**GIVEN EXERCISE**
Reproduce every entry below verbatim, but leave out the pictures.

**EXTRACTED DATA**
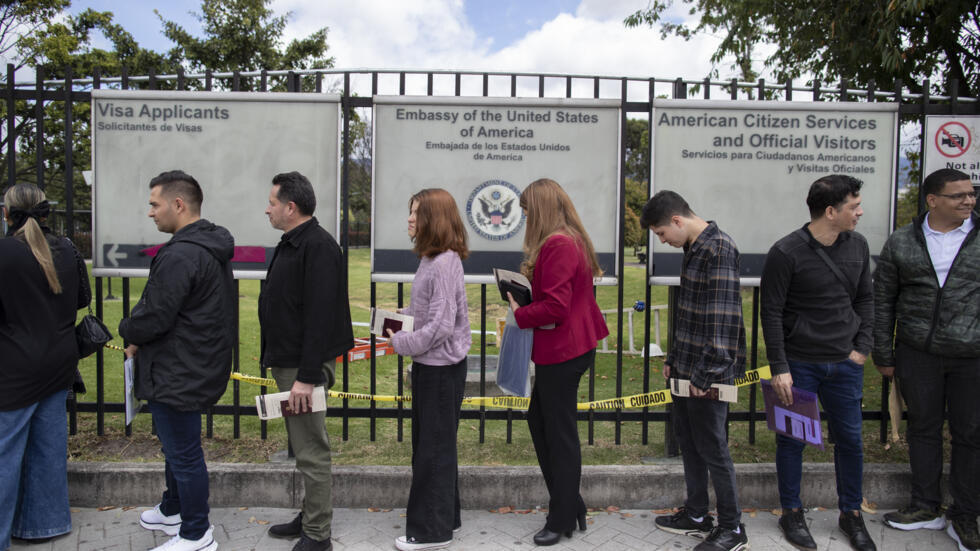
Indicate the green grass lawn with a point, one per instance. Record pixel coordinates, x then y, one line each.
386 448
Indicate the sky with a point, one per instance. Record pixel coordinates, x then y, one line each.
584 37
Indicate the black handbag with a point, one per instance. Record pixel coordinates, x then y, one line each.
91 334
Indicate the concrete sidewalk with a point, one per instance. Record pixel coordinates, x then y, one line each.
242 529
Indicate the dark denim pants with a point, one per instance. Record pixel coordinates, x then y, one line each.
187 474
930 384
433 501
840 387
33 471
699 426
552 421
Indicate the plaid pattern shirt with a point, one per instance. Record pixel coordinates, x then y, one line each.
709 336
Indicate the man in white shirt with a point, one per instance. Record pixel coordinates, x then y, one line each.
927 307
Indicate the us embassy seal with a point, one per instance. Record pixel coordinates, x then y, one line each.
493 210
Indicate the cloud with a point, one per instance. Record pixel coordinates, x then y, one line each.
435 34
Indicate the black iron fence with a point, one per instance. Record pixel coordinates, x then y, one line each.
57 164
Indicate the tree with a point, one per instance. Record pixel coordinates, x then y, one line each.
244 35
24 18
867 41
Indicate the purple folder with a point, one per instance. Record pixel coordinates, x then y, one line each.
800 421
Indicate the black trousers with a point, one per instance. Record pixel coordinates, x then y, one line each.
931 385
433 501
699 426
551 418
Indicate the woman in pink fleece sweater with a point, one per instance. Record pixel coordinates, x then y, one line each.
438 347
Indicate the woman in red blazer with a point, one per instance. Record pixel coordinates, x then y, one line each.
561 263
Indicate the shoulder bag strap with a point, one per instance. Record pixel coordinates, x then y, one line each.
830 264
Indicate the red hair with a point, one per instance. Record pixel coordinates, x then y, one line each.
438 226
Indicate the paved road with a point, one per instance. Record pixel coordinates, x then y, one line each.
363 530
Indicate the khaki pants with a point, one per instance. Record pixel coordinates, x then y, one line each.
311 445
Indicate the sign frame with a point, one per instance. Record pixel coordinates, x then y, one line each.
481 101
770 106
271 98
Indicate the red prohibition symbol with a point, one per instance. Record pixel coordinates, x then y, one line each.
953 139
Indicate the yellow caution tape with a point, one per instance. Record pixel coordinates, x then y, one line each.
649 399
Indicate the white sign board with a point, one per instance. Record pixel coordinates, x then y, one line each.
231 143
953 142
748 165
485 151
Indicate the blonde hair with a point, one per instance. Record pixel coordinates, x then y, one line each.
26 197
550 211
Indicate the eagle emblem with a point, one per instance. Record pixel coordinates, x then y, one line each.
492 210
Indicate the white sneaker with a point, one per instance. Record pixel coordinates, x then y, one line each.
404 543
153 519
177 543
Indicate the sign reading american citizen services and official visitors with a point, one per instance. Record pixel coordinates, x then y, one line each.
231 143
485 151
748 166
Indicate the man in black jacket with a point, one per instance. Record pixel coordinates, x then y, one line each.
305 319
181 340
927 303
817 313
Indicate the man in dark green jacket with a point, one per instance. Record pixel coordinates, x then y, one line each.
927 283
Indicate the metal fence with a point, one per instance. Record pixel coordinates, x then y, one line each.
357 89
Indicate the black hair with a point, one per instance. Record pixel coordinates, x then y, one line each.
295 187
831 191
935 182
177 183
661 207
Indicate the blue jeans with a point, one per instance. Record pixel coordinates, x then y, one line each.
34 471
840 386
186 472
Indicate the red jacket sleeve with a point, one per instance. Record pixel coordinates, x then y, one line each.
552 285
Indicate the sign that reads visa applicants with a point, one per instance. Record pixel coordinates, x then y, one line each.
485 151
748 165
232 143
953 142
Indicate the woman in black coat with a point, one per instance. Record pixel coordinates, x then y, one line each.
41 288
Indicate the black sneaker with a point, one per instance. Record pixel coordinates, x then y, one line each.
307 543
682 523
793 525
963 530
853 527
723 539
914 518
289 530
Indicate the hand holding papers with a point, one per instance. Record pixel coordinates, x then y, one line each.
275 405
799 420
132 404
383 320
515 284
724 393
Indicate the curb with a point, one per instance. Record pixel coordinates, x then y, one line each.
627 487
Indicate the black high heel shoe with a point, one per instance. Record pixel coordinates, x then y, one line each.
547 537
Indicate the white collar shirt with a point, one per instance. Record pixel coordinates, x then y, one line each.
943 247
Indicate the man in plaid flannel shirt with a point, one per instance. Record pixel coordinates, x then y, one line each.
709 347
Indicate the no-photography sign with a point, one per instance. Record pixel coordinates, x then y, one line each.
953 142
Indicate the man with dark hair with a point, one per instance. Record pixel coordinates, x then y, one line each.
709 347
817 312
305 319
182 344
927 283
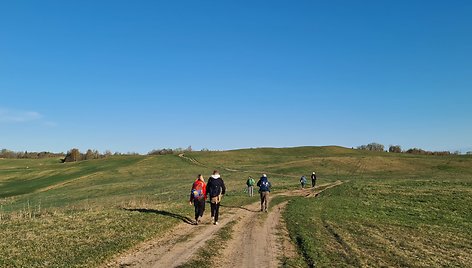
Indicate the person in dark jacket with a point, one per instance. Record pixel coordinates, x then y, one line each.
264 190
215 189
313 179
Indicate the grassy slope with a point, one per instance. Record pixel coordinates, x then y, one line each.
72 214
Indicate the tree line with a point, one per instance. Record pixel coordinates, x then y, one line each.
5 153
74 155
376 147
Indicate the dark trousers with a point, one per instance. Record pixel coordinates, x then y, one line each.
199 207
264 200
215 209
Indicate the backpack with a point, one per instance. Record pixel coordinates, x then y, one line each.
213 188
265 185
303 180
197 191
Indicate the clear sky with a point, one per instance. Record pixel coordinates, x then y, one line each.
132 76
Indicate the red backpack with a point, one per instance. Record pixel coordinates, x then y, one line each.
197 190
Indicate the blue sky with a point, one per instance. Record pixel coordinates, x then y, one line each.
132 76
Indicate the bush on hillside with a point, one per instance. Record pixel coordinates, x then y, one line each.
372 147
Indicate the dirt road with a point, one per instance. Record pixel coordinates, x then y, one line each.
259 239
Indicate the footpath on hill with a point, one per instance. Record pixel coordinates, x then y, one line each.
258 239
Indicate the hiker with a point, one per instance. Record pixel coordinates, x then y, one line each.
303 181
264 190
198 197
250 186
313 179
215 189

**ANSWER TO THE TASK**
Indicate the green grass lawn with a point, one per instance. Record pixel coordinates, x then y, one line each.
386 448
Indicate the sky with a point, one per instance. Record pixel coordinates, x then y, one line each.
584 37
Indicate the black handbag with a point, one per instance. Record pixel coordinates, x then y, one line each.
91 334
Indicate the concrete sidewalk with a point, one per instance. Record pixel coordinates, x then y, one line each.
242 529
Indicate the dark denim pants with a point, one per instance. Record pixel coordinates, x then y, one line each.
187 474
930 384
433 501
840 387
33 471
699 426
552 421
Indicate the plaid pattern shirt with a point, one per instance. Record pixel coordinates, x then y, one line each.
709 336
Indicate the man in white shirt with a point, one per instance. Record pixel coordinates, x then y, one line each.
927 307
Indicate the us embassy seal with a point, one per instance. Record pixel coordinates, x then y, one line each.
493 210
Indicate the cloud with a point, one per instance. Record pixel coordinates, x then y, one line each.
435 34
Indicate the black iron fence with a point, one per instance. Record pixel coordinates, x then y, one line each.
57 164
Indicate the tree with a point, one per instance. Record pixel coordinates, x then y, one line each.
244 35
24 18
867 41
Indicate the purple folder with a point, one per instance. Record pixel coordinates, x then y, one line each.
800 421
Indicate the black trousers with a point, one per instance. Record pixel coordinates, x then y, one line each.
931 385
433 501
699 426
551 418
Indicate the woman in pink fleece sweater with a point, one per instance. Record pixel coordinates, x then y, one line each.
438 347
Indicate the woman in red blazer with a point, one per instance. Record pixel coordinates, x then y, one line each.
561 263
Indicate the shoulder bag strap with a point, one per instance. Record pixel coordinates, x then y, one line each.
830 264
Indicate the red hair with a point, one per instance. Record pixel coordinates, x then y, one line each.
438 226
Indicate the paved road with a point, one per instance. Record pixel coordinates, x then y, one line each.
363 530
Indicate the khaki pants with a point, one per instance. Record pixel coordinates, x then y, one line each.
311 445
Indicate the sign frame with a point, one per instance. Record pixel coordinates, x then y, one line each.
481 101
770 106
271 98
Indicate the red prohibition symbol with a point, one per instance. Record pixel coordinates, x then y, one line each.
953 139
Indicate the yellow caution tape with a point, one per instance. Record pixel coordinates, x then y, one line each.
649 399
Indicate the white sign board with a point, one per instance. Record pixel coordinates, x then y, one line each.
231 143
953 142
748 165
485 151
Indicate the blonde hair with a point, one per instance. Record pixel coordinates, x then y, one line each.
26 197
550 211
Indicate the eagle emblem with a point, one per instance. Record pixel coordinates, x then y, one line each.
492 210
Indicate the white sneaker with a point, one per instance. Record pixel coordinates, x then y, one line each.
404 543
153 519
177 543
Indicate the sign reading american citizen services and official visitors with a point, one per instance. Record pixel coordinates, x then y, one line each.
231 143
485 151
748 166
Indicate the man in black jacket with a point, one per instance. Record pixel coordinates, x then y, one line each.
305 319
181 340
927 303
817 313
Indicate the man in dark green jacket with a point, one per instance. Record pixel coordinates, x then y, one line each.
927 283
Indicate the metal fence with a point, one per instance. Record pixel coordinates, x then y, one line each.
357 89
Indicate the black hair with a point, one per instance. Record pixel coordinates, x then y, one line each.
295 187
831 191
935 182
177 183
661 207
Indicate the blue jeans with a point, one per instance. Record pixel coordinates, x then y, one line each.
34 471
840 386
186 472
Indicate the red jacket sleeve with a point, one per instance. Record pixel coordinates, x then y, one line each.
552 285
Indicate the sign that reads visa applicants with a point, one per instance. Record pixel coordinates, x then y, one line each.
485 151
748 165
232 143
953 142
Indicate the woman in black coat with a point, one per instance. Record pixel coordinates, x then y, one line each.
41 288
Indicate the black sneaker with a point, one per instance. Record pixel coordinates, x then y, one line each.
307 543
682 523
793 525
963 530
853 527
723 539
914 518
289 530
Indicate the hand holding papers with a point, one per instance. Record pixel coordinates, x then y, one line each.
275 405
799 420
132 404
383 320
515 284
724 393
Indicate the curb with a point, one per instance. Record pixel coordinates, x then y, one line each.
627 487
Indicate the black high heel shoe with a point, one per instance. Record pixel coordinates, x then y, one line each.
547 537
Indicate the white collar shirt with a point, one per instance. Record pixel coordinates, x then y, one line each.
943 247
Indicate the man in plaid flannel shirt with a point, one per instance. Record pixel coordinates, x then y, one line each.
709 347
Indicate the no-photography sign with a point, one per instance. Record pixel coordinates, x then y, one line each.
953 142
Indicate the man with dark hair with a point, one per instance. Record pixel coordinates, x then y, one line each.
709 347
817 312
305 319
182 344
927 283
Indicate the person in dark jacket with a point, one per instance. Record pixel coordinates, x then y, one line each.
264 190
215 189
313 179
Indicate the grassy slope with a point, one per instance. Record pixel coordinates, x then y, one line each.
72 214
Indicate the tree line with a point, one per instance. Record pixel coordinates, x then y, one line each.
5 153
74 155
376 147
Indicate the dark trousers with a point, one per instance. Record pixel coordinates, x then y, one line each.
199 207
264 200
215 209
Indicate the backpack with a point, one per instance. Record pixel coordinates, x then y, one line each.
213 188
265 185
303 180
197 191
Indicate the clear sky with a point, one per instance. Record pixel coordinates, x then y, one line each.
132 76
Indicate the red backpack with a point, one per instance. Record pixel coordinates, x then y, one line each.
197 190
Indicate the blue sky with a point, one per instance. Record pixel coordinates, x then y, one line each.
132 76
Indicate the bush on hillside with a point, one per instance. Record pixel coordinates, x then y, one line each.
372 147
Indicate the dirt road with a point, one per instance. Record pixel coordinates, x then y, one line each.
259 239
Indicate the footpath on hill with a point, one per instance. Record pixel coordinates, x then y, one line each.
258 239
Indicate the hiker with a point, one per instance. Record pixel coordinates, x then y, one line each.
303 181
264 190
198 197
250 186
313 179
215 189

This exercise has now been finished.